• Raw data:
'''

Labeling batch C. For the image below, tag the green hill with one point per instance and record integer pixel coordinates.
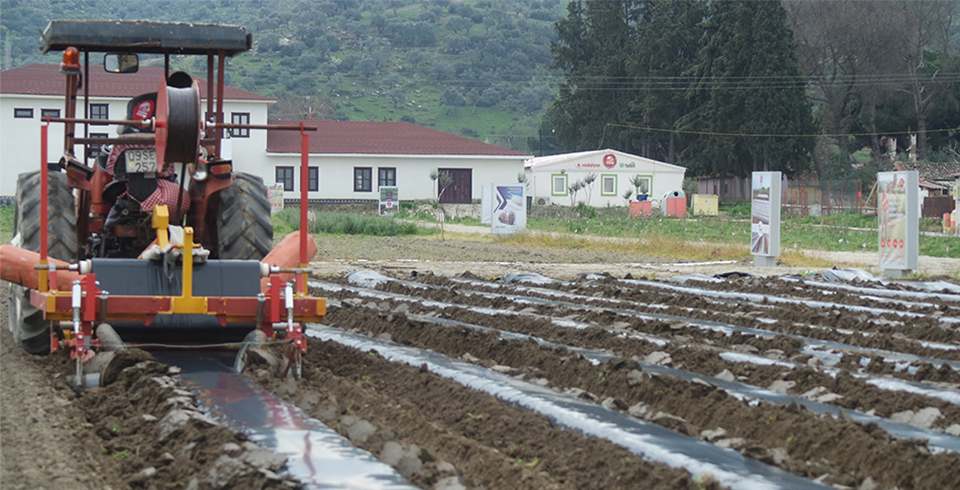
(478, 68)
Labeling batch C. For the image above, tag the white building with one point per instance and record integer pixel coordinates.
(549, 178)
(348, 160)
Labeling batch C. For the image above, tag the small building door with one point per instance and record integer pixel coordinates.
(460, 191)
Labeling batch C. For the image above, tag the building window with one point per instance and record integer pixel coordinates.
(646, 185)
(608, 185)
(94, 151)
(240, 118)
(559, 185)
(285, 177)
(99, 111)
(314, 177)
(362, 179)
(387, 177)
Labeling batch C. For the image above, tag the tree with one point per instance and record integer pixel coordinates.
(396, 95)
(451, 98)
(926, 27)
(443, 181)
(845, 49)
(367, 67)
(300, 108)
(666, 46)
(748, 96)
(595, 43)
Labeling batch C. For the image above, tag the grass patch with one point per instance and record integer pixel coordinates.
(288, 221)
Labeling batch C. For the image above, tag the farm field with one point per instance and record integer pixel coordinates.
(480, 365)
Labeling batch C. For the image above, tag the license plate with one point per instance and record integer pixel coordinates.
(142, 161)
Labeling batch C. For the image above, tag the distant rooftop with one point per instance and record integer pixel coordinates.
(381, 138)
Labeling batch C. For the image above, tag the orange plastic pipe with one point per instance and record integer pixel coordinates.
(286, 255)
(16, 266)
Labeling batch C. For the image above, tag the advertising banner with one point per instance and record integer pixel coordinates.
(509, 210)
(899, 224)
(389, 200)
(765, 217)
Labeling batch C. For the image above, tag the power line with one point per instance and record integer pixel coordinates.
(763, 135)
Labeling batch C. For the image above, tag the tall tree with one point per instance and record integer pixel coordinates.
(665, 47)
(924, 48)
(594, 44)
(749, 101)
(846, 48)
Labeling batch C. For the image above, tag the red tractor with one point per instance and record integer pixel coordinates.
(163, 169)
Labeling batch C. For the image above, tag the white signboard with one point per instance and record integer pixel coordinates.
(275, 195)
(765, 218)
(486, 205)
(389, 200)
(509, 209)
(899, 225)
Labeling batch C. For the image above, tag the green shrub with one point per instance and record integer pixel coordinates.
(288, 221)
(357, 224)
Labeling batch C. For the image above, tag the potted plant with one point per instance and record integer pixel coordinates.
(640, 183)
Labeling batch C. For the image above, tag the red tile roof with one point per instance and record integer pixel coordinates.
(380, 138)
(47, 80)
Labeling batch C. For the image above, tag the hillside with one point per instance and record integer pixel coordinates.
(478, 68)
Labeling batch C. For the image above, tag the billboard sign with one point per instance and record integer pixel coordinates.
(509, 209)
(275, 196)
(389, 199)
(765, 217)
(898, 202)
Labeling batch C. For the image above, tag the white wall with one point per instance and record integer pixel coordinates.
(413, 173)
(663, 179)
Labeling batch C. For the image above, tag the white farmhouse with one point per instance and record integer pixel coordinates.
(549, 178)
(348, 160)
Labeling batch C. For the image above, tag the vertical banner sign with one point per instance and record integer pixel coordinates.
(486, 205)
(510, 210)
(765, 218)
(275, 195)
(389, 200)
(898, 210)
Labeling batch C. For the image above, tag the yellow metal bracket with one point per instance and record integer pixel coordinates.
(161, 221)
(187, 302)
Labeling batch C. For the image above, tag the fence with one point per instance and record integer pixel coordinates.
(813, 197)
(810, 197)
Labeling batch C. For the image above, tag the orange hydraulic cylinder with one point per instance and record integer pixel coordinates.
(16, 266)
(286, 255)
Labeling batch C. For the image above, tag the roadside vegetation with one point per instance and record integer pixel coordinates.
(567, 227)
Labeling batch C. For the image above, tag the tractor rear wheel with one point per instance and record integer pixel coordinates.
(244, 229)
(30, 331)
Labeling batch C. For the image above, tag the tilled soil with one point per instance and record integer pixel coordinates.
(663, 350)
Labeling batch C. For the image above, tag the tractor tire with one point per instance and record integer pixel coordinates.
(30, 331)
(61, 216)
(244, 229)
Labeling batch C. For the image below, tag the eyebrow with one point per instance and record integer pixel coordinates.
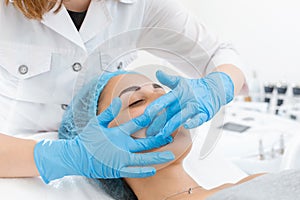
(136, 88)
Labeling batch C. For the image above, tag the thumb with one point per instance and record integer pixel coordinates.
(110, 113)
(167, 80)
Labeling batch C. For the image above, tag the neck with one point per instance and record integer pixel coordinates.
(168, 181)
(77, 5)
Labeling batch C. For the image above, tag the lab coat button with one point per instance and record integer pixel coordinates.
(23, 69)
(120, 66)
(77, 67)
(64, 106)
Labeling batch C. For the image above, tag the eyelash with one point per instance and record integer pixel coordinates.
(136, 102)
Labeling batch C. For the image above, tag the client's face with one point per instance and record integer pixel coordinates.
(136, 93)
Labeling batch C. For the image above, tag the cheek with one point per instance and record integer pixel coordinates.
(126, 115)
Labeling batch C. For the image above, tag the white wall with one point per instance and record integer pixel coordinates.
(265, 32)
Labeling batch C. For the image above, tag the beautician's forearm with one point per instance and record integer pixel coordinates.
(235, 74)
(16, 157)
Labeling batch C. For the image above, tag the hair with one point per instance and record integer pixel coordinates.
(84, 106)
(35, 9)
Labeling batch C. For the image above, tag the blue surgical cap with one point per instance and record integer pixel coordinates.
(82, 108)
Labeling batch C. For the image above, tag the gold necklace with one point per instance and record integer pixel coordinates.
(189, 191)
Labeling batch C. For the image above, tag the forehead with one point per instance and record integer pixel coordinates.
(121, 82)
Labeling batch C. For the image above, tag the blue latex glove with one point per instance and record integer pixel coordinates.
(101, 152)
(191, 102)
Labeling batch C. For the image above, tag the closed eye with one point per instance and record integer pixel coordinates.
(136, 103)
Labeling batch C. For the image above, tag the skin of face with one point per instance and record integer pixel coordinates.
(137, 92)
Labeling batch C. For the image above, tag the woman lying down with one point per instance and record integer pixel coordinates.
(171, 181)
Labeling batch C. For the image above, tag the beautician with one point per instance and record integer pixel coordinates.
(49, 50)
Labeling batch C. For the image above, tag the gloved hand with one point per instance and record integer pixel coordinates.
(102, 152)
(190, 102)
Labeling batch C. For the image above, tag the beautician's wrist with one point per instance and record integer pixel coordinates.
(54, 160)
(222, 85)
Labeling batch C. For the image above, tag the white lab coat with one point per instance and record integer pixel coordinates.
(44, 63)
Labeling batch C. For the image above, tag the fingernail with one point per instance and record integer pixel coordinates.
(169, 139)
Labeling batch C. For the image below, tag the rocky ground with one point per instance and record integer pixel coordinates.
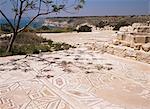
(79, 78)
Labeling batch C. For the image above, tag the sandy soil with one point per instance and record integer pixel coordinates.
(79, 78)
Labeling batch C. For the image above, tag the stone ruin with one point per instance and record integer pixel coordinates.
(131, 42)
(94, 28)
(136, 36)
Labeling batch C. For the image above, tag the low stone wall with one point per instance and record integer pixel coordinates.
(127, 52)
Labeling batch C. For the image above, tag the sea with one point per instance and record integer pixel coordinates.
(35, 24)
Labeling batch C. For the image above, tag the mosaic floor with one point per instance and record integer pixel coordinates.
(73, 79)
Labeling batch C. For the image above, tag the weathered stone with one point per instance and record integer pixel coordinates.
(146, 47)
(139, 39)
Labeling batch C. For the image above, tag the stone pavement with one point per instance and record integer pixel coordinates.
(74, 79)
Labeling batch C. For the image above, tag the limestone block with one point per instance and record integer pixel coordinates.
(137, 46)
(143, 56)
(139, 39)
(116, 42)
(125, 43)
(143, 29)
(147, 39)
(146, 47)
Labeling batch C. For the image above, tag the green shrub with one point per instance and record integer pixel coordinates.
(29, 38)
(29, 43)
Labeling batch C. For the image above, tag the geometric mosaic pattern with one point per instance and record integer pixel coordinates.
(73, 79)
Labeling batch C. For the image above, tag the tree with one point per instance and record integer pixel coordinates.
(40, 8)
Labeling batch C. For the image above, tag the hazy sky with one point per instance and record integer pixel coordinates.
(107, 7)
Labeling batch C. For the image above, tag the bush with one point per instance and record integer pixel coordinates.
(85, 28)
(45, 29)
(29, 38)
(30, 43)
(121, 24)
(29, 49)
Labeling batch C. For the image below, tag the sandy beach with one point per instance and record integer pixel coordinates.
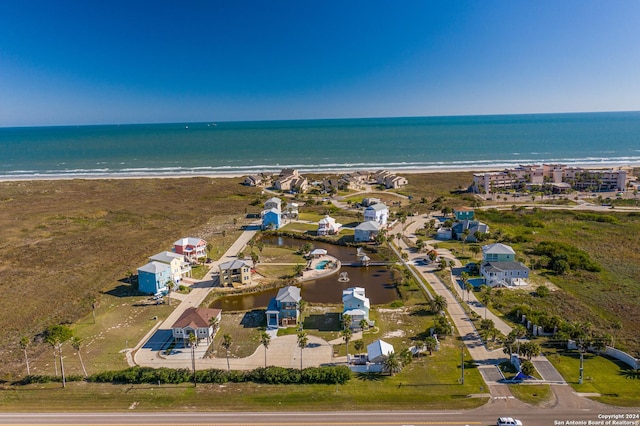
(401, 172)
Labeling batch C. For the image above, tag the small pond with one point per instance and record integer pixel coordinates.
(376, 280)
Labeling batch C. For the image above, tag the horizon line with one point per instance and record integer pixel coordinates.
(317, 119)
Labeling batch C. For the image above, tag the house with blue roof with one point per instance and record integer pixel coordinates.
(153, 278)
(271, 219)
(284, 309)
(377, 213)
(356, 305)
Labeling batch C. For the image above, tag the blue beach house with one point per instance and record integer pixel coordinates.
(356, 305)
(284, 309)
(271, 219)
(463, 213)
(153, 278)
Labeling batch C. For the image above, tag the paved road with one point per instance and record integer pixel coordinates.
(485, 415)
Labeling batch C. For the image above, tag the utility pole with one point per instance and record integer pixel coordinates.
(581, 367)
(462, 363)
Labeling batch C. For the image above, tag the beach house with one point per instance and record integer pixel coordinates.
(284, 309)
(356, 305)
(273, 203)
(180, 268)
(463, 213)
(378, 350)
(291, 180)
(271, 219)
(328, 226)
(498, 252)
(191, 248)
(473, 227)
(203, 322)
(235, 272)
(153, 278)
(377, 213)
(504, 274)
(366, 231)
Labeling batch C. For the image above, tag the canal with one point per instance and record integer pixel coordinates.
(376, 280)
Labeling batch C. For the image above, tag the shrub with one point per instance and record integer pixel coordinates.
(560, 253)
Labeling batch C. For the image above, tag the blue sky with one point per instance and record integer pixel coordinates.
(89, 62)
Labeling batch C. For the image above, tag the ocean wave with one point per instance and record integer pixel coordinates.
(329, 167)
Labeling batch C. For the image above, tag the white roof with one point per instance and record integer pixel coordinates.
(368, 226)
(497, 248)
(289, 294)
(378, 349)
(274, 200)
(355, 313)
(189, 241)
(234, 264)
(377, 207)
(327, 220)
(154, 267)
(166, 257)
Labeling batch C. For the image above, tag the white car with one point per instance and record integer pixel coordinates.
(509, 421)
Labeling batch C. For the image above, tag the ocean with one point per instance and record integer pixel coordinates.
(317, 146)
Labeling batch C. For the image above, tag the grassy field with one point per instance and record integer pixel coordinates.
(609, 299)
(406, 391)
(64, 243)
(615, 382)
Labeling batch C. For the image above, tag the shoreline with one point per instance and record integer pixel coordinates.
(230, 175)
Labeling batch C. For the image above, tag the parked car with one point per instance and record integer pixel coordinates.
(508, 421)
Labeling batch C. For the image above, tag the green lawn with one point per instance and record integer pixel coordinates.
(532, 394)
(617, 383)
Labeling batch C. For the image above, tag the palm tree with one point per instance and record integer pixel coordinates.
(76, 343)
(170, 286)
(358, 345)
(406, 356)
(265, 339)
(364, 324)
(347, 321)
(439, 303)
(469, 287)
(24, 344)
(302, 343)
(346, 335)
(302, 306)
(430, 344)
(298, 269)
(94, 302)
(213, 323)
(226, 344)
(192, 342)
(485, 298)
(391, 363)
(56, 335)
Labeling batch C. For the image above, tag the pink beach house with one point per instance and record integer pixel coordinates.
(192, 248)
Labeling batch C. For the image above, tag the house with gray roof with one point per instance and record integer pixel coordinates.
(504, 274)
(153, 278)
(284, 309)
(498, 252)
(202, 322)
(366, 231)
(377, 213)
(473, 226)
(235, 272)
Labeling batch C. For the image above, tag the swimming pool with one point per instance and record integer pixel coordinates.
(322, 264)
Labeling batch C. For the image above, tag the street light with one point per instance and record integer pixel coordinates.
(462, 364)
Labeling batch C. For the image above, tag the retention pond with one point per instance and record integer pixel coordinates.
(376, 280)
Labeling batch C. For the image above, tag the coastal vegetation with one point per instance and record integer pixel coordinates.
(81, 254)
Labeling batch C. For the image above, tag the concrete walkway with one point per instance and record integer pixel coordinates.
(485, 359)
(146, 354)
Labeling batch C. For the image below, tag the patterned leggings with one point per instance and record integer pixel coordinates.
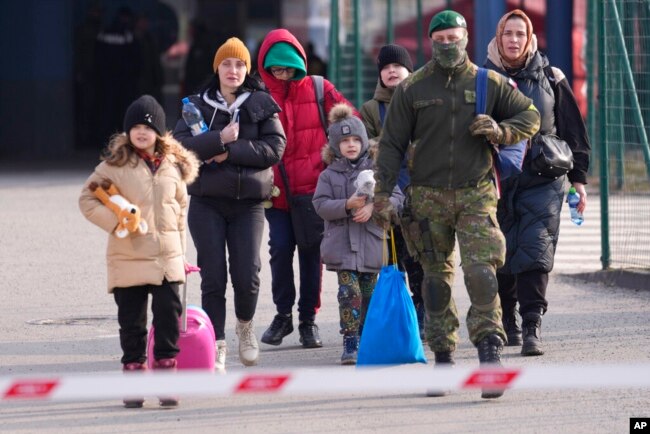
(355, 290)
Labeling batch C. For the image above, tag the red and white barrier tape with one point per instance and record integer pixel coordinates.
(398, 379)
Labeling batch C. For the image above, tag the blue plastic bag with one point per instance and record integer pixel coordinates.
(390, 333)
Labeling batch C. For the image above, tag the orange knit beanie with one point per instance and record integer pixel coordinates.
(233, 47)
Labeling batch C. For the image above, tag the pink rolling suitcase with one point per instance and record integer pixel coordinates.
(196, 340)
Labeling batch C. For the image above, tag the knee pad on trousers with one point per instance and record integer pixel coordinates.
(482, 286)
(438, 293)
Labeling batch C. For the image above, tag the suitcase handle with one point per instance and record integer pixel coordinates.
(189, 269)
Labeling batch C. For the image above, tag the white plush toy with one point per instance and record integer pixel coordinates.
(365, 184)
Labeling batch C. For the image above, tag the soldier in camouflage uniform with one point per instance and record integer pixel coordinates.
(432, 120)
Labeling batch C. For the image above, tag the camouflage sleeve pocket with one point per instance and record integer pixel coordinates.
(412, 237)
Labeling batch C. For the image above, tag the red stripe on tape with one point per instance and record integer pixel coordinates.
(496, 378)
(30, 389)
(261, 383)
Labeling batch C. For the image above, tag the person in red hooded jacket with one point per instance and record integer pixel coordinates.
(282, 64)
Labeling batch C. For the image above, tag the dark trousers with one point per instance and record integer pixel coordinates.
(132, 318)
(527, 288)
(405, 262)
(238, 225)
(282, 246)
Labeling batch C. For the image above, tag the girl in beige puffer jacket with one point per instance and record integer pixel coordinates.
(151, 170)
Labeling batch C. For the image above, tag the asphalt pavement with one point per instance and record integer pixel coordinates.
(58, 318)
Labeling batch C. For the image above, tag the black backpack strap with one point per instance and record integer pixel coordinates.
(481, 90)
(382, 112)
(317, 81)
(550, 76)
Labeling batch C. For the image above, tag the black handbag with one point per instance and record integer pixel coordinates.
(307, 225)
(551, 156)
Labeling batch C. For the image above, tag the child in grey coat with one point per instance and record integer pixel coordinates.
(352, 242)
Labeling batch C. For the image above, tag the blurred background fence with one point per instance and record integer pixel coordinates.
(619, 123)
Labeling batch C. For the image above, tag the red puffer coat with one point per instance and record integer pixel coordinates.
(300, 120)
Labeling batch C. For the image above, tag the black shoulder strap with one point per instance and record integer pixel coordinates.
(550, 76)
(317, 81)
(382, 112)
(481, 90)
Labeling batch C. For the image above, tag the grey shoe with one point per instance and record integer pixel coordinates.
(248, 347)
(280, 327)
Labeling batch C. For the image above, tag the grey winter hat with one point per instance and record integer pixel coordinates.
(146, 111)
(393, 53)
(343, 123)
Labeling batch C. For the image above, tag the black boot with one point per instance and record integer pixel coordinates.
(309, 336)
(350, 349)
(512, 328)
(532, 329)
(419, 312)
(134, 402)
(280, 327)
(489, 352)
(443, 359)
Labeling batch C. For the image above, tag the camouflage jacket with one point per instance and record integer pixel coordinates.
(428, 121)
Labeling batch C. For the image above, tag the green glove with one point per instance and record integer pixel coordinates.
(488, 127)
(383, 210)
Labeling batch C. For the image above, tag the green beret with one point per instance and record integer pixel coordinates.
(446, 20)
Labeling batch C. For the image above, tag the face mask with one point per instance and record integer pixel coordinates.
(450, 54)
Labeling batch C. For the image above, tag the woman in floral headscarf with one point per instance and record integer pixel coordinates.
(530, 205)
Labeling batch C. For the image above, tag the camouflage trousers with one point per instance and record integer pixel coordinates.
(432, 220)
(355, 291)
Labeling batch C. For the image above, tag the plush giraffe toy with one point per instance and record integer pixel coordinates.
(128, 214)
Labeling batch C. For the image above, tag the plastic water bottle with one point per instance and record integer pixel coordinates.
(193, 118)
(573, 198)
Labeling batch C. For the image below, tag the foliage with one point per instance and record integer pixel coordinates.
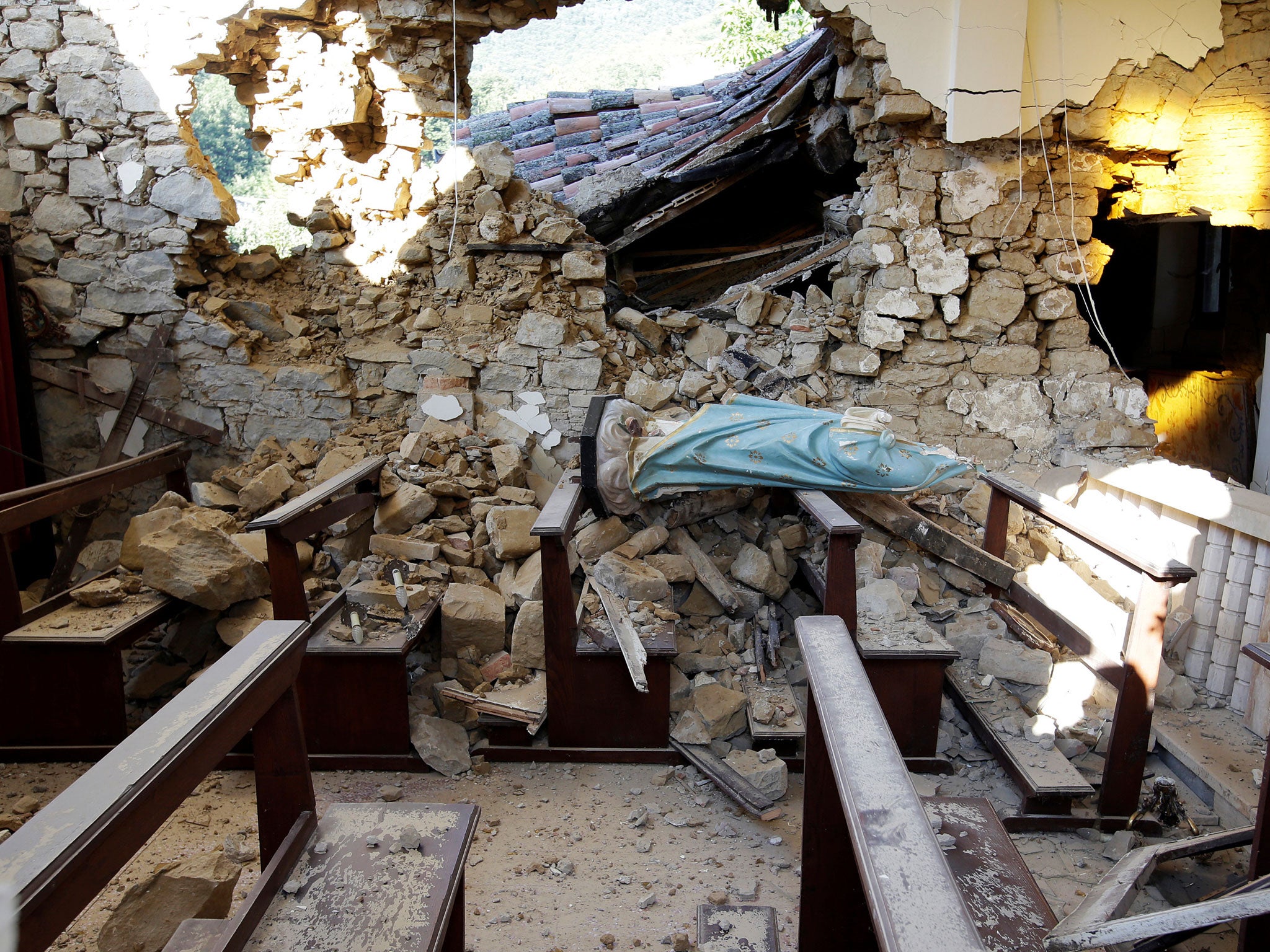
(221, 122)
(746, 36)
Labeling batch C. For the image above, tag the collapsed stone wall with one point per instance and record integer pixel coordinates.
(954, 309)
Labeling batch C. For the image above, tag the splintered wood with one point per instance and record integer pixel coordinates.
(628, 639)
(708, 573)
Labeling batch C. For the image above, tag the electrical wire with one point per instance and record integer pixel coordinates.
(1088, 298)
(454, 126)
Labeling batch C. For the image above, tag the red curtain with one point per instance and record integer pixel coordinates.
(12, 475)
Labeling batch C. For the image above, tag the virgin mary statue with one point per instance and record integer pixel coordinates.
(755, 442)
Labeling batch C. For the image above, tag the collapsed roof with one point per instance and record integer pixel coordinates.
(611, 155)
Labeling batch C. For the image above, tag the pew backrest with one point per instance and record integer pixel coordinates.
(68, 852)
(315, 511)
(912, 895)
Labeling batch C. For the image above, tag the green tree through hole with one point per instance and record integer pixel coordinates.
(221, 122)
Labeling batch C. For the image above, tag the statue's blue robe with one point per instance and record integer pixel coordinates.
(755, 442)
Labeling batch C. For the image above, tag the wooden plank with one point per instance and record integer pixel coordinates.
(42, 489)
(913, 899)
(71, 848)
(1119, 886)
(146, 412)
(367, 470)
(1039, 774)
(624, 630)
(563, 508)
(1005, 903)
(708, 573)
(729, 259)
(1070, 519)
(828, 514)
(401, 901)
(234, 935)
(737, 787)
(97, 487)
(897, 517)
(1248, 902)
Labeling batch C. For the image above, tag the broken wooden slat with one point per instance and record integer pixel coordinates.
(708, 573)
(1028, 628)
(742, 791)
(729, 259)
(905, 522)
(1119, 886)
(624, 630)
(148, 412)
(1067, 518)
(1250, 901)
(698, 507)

'''

For this exercise, please retype exactly the lines in the listing from the line with "Labeling batch C. For the image above, tag the wooden" through its last line, both ends included.

Labeling batch C. For the image above, tag the wooden plank with one point per instance and record integer pixel coordinates.
(42, 489)
(913, 899)
(71, 848)
(1119, 886)
(146, 412)
(367, 470)
(1039, 774)
(624, 630)
(563, 508)
(1005, 903)
(708, 573)
(729, 259)
(1070, 519)
(828, 514)
(401, 901)
(234, 935)
(737, 787)
(97, 487)
(897, 517)
(1248, 902)
Labeling batch C. For the image above, tag the broken wooden slat with one point per instance and record integer pixel coordinates.
(708, 573)
(1028, 628)
(742, 791)
(729, 259)
(905, 522)
(1119, 886)
(624, 630)
(148, 412)
(1067, 518)
(1250, 901)
(698, 507)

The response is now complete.